Read ahead 7.2, pp. 537-549, then continue.  We'll do all of 7.2.  You will NOT need to remember the d.f. formula p. 549. 

Hand in Friday (7.1):  The last assignment ( SPSS work we cleaned up in class today) 
Sign tests HW postponed till Friday. 
Sign tests can be done easily by hand.  (do at least one by hand.)
Try SPSS. (On the handout you have)..
7.43 a, b (turn page!) sign test, rt. threads
7.44 sign test, summer institute.
7.45 sign test??

Log transformations.  Need SPSS.
7.46  guinea pigs
7.47 failure time Do you see a common thread here in the kind of data that is lognormal? (Hint--book title in problem)

 Read, discuss
 
 
 
 
 
 

 

Optional
(more practice) 
 
Sec. 7.2,  part of the next assignments. Those that need to be done on the computer are labeled SPSS (two-sample is on the handout you have)

p. 556, 7.48, 49, 50 (SPSS) bread vitamins
7.51, 52 (SPSS)  piano lessons again 
7.53  compare all the piano lesson analyses.  I don't necessarily believe all of the book answer.
7.57 cocaine and birthweight by hand--the unequal sigma method.
7.64rowing a, b,c (turn page) Use the unequal sigma method (note the std dev's are quite different). 



Pooled-sample (equal sigma's).  Pooled-sample computation gets a bigger d.f. and therefore a shorter CI & smaller p-value than the unequal variances method, on the same data. 
7.65 and 7.77 rowing--weight.  (unequal and equal methods compared.)

→ WHAT TO WORK ON:
1: List every problem number on the assignment sheet that is labeled as a sign test.
2: Transcribe the stretch of the assignment sheet from "Sign tests can" through "transformations.  Need SPSS.".

→ EXTRACTED ENTRIES:

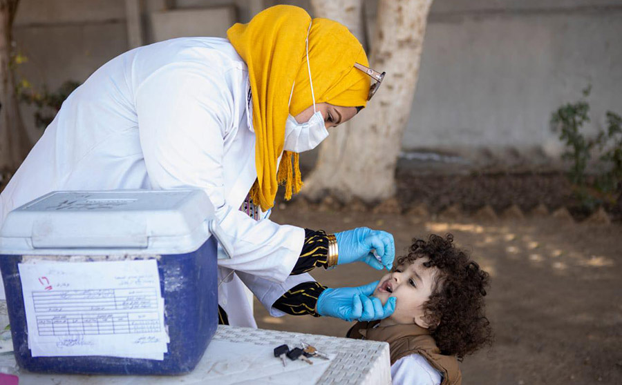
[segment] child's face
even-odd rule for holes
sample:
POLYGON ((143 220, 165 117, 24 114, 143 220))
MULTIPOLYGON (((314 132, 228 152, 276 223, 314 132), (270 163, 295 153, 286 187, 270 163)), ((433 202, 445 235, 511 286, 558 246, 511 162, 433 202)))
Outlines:
POLYGON ((413 264, 405 262, 380 279, 372 295, 380 299, 382 304, 391 297, 397 299, 395 311, 383 319, 383 326, 414 322, 422 328, 429 326, 423 319, 423 305, 432 294, 438 269, 423 266, 427 261, 428 258, 424 257, 413 264))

→ ANSWERS TO THE EXERCISE:
1: 7.43, 7.44, 7.45

2:
Sign tests can be done easily by hand.  (do at least one by hand.)
Try SPSS. (On the handout you have)..
7.43 a, b (turn page!) sign test, rt. threads
7.44 sign test, summer institute.
7.45 sign test??

Log transformations.  Need SPSS.